(begin)
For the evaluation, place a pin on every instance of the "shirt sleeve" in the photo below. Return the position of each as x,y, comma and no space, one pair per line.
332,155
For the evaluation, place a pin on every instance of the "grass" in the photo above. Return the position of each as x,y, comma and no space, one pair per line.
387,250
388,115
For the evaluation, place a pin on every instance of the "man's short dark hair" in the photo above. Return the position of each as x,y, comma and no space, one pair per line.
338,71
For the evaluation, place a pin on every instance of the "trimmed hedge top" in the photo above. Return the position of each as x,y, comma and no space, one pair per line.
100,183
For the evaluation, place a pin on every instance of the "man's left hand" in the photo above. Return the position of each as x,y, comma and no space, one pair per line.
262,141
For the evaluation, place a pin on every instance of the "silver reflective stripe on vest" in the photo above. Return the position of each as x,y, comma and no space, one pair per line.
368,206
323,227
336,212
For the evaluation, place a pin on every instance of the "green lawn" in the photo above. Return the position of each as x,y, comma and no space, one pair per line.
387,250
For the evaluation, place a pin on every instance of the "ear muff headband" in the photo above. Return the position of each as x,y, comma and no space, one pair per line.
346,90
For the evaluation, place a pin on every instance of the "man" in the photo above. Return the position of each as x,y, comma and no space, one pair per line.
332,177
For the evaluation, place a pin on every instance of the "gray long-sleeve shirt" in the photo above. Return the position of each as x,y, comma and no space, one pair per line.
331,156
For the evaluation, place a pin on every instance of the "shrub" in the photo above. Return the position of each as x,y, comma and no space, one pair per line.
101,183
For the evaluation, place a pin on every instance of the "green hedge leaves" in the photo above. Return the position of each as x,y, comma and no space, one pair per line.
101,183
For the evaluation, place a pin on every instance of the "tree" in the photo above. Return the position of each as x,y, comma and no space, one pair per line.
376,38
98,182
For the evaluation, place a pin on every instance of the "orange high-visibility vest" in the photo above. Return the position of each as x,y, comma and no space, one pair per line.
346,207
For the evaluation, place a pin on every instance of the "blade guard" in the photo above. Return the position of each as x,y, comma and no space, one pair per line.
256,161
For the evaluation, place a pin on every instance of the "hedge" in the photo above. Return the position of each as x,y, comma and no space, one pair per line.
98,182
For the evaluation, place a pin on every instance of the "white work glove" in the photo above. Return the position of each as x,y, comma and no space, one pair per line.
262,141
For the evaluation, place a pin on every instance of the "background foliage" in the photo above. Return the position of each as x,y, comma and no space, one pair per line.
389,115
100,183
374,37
(end)
(begin)
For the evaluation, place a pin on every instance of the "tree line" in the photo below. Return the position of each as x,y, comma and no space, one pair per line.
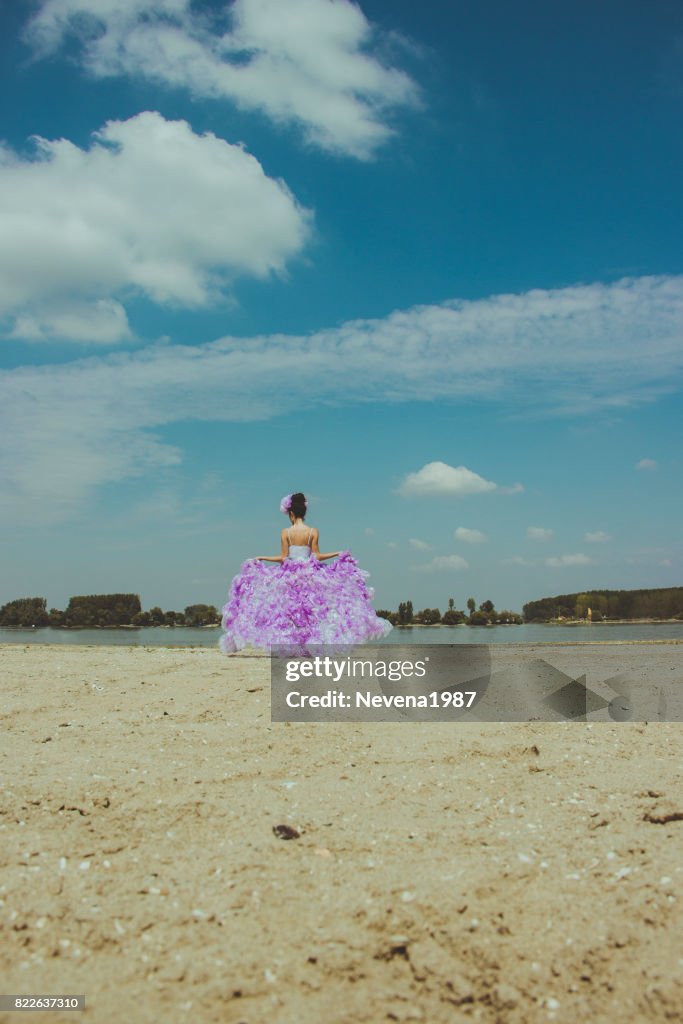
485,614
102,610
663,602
(end)
The request:
How many of the lines above contain the string "green"? Case counts. Reply with the number alone.

Response below:
2